## [SUMBER]
---*---
Sejarah Filsafat Hukum Pada Zaman Yunani (Kuno)
Berbicara sejarah
tidak akan terlepas dari dimensi waktu, karena waktu yang sangat menentukan
terjadinya sejarah, yaitu dimensi waktu yang terdiri waktu pada masa lampau,
sekarang, dan masa depan. Hal ini berlaku juga pada saat membicarakan sejarah
perkembangan filsafat hukum yang diawali dengan zaman Yunani (Kuno).
Pada zaman Yunani
hiduplah kaum bijak yang disebut atau dikenal dengan sebutan kaum Sofis.
---*---
## [DESKRIPSI LATIHAN]
Tolong sebutkan nama yang diberikan kepada kaum bijak yang hidup pada zaman Yunani menurut teks sejarah filsafat hukum di atas.

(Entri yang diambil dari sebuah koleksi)
---*---
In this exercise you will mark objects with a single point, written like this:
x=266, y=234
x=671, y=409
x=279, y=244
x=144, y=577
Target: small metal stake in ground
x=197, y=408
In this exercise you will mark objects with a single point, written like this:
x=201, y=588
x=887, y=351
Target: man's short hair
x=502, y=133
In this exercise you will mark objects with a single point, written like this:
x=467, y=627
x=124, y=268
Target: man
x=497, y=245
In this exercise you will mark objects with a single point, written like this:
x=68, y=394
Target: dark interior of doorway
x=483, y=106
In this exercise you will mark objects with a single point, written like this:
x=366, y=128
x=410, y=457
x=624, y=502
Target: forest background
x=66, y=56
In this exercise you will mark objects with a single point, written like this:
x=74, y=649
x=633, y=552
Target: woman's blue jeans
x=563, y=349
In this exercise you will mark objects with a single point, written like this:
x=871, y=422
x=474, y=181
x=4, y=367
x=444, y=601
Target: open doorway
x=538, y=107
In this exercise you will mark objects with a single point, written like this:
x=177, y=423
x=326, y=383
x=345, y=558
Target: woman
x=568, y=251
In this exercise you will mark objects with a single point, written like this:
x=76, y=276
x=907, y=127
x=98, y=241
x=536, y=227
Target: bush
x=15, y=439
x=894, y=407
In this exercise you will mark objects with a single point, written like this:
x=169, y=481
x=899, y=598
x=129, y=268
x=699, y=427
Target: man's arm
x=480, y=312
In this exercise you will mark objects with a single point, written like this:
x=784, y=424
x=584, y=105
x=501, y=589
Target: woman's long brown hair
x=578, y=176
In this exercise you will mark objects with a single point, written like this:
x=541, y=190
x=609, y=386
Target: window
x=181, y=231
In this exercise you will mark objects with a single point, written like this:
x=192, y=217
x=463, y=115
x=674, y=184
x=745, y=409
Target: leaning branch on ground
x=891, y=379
---*---
## [HASIL TUGAS]
Kaum Sofis.